Will you rewrite the part of the material that opens with the line containing "For every instance of the blurred" and closes with the line containing "x=859 y=332", replacing "thickest" with "widest" and keeping everything else the same?

# Start of Records for the exercise

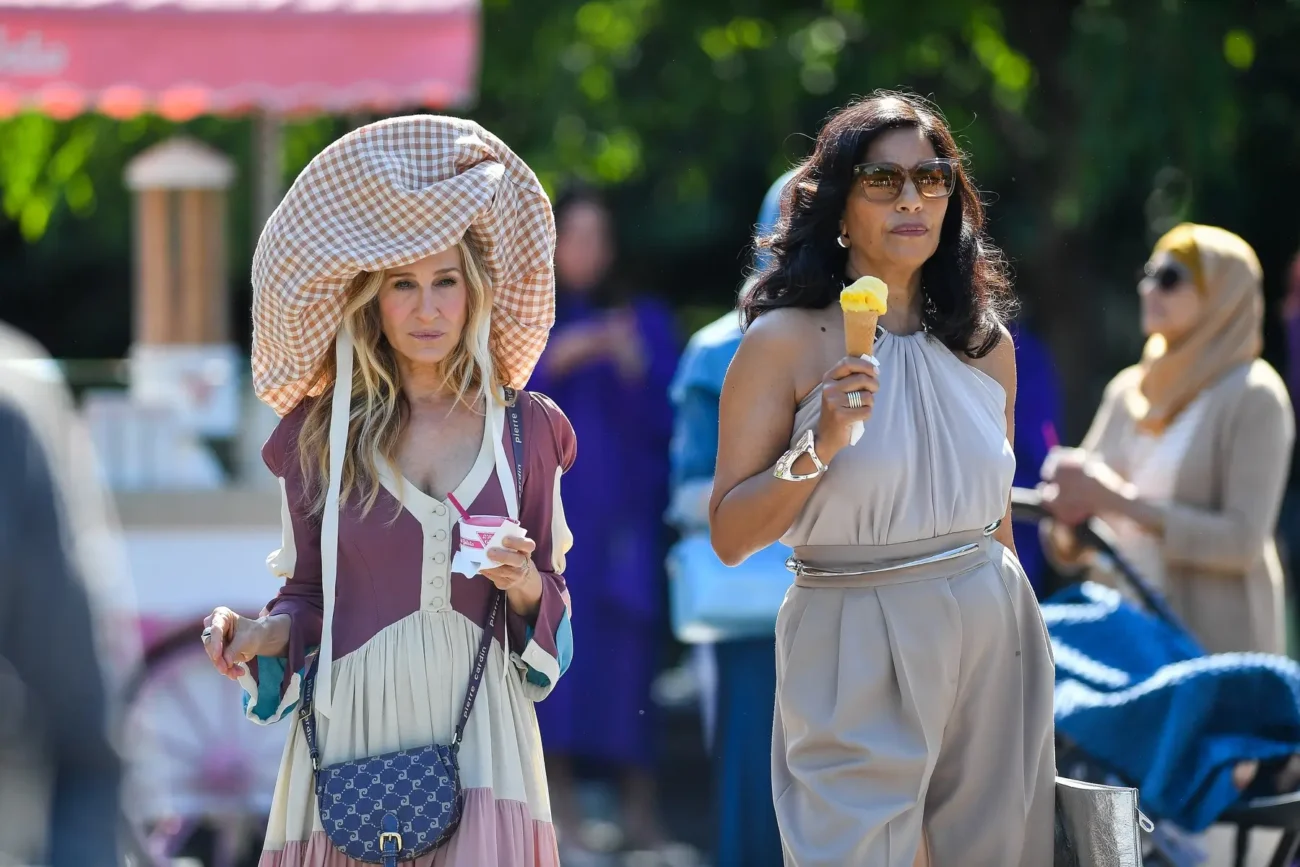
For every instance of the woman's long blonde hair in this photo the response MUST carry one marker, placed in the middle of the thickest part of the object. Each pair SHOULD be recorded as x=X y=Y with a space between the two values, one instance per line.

# End of Records for the exercise
# Start of Records for the exercise

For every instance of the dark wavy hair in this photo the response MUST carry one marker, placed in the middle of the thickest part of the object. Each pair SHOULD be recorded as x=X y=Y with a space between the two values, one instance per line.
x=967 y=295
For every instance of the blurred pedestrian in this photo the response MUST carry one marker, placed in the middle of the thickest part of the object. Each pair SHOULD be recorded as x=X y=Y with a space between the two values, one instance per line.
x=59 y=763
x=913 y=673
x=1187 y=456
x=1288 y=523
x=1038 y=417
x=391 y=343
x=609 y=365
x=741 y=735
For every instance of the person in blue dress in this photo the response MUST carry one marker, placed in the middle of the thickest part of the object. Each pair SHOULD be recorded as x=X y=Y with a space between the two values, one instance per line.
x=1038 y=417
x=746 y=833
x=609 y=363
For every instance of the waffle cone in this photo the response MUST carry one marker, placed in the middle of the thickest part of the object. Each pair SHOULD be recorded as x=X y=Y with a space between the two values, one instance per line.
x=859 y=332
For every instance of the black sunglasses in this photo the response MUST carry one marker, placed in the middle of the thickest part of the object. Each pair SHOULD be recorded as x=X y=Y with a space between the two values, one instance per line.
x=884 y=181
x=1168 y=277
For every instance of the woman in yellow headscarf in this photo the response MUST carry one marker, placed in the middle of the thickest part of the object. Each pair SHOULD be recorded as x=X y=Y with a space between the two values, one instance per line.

# End of Records for the exercise

**Solution to the problem:**
For every instance of the blurred pedestrian in this photo the response MUST carry one marker, placed in the middle of the widest part of the object. Each pair SHOULD be recorded as x=X y=Y with a space between the two values, one instance per line.
x=59 y=763
x=913 y=673
x=1187 y=456
x=1288 y=523
x=1038 y=417
x=391 y=343
x=609 y=365
x=741 y=735
For every instance of the person in blue dress in this photo the response MUST carry one marker, placed in the middle of the widest part of the object. Each pair SHOULD be recorded as x=X y=Y with a space between the two values, one instance per line.
x=1038 y=417
x=746 y=833
x=609 y=363
For every instance of the waffle cone in this photo the response MUST carry one marker, placed in the middle of the widest part of the object. Each pair SHOULD be recorded as x=X y=Y with a space between the two values, one instance per line.
x=859 y=332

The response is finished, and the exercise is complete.